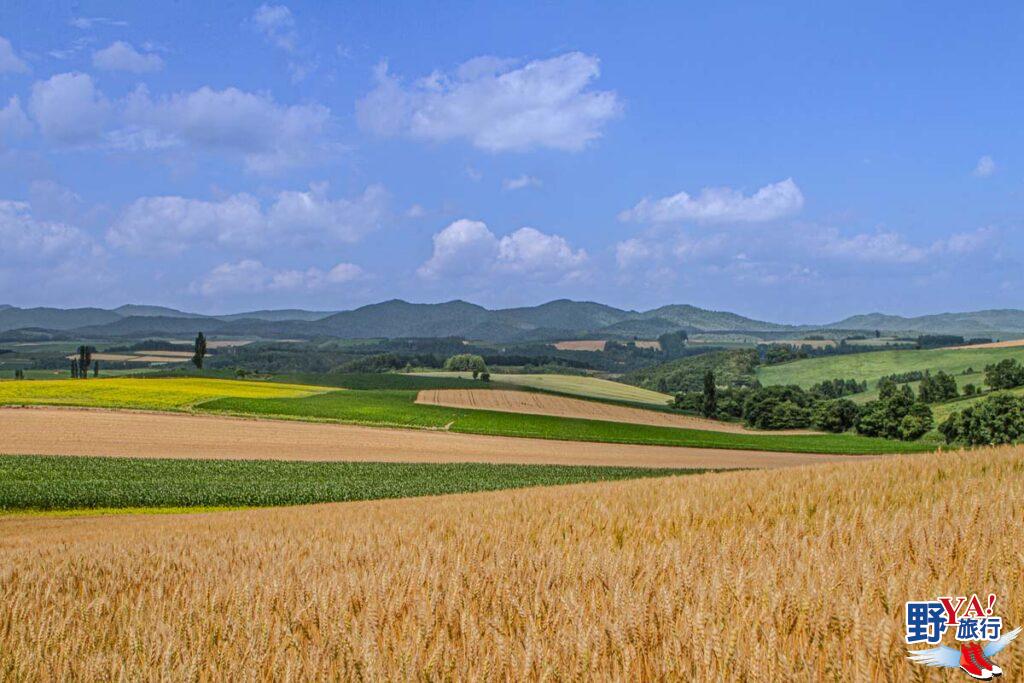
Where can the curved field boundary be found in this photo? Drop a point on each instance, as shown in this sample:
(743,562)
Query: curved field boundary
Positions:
(93,432)
(543,403)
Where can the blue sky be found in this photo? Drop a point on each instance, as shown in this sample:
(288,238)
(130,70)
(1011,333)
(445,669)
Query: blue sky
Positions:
(792,161)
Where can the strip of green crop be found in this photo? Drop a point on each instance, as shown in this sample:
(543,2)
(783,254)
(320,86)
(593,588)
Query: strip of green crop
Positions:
(399,410)
(57,482)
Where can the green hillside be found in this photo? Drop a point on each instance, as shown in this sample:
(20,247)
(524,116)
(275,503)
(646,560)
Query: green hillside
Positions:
(872,366)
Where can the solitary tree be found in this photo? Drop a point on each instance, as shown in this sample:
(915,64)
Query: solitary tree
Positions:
(84,360)
(709,404)
(200,350)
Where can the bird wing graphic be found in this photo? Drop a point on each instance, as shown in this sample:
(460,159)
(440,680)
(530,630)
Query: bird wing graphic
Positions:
(997,645)
(937,656)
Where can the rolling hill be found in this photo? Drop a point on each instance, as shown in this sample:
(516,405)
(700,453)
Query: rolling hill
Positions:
(561,318)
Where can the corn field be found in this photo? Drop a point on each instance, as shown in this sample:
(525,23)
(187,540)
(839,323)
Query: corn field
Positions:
(763,575)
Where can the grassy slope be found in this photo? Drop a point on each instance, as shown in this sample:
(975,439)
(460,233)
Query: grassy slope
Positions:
(875,365)
(573,385)
(140,393)
(33,482)
(398,409)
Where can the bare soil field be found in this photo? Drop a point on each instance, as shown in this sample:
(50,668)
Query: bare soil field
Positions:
(540,403)
(584,345)
(1004,344)
(53,431)
(797,574)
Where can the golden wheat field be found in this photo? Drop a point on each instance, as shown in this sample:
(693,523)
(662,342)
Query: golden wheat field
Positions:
(795,574)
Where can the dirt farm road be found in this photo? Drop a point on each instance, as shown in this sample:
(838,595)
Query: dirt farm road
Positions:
(100,432)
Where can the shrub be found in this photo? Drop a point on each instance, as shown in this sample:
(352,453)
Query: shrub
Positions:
(998,419)
(836,416)
(778,408)
(887,417)
(1006,374)
(466,363)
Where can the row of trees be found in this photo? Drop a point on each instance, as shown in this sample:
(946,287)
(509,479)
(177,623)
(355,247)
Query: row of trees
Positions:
(468,363)
(998,419)
(80,365)
(896,414)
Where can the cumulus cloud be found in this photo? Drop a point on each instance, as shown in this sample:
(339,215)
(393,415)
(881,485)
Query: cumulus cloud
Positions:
(13,122)
(497,104)
(276,25)
(252,275)
(122,56)
(313,213)
(9,61)
(25,237)
(985,167)
(469,248)
(520,182)
(172,224)
(269,136)
(69,109)
(716,205)
(87,23)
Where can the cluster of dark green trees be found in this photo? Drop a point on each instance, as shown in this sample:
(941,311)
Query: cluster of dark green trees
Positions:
(998,419)
(80,365)
(896,414)
(468,363)
(1006,374)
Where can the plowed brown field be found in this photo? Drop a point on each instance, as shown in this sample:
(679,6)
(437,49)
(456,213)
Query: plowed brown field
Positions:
(96,432)
(542,403)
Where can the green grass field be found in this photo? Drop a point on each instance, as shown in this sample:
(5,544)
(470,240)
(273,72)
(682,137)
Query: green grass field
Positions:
(397,409)
(42,483)
(875,365)
(588,387)
(140,393)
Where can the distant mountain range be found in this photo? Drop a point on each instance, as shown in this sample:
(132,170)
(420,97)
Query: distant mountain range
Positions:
(395,318)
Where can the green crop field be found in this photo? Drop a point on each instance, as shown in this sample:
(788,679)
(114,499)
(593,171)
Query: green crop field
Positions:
(871,366)
(576,385)
(397,409)
(140,393)
(37,483)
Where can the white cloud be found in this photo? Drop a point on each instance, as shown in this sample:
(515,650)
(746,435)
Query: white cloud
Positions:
(9,61)
(495,104)
(269,136)
(633,252)
(251,275)
(464,247)
(720,205)
(985,167)
(87,23)
(276,25)
(25,237)
(342,220)
(528,250)
(469,248)
(882,247)
(520,182)
(173,224)
(69,109)
(967,243)
(122,56)
(13,122)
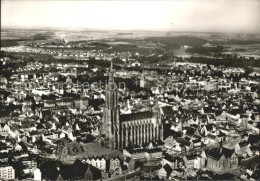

____

→ Direction
Return each of the lines above in which the word "white" appears.

→ Exercise output
Where can the white cloud be found in this photo? Drop a point on each instance, as shown in this sample:
Query: white cloud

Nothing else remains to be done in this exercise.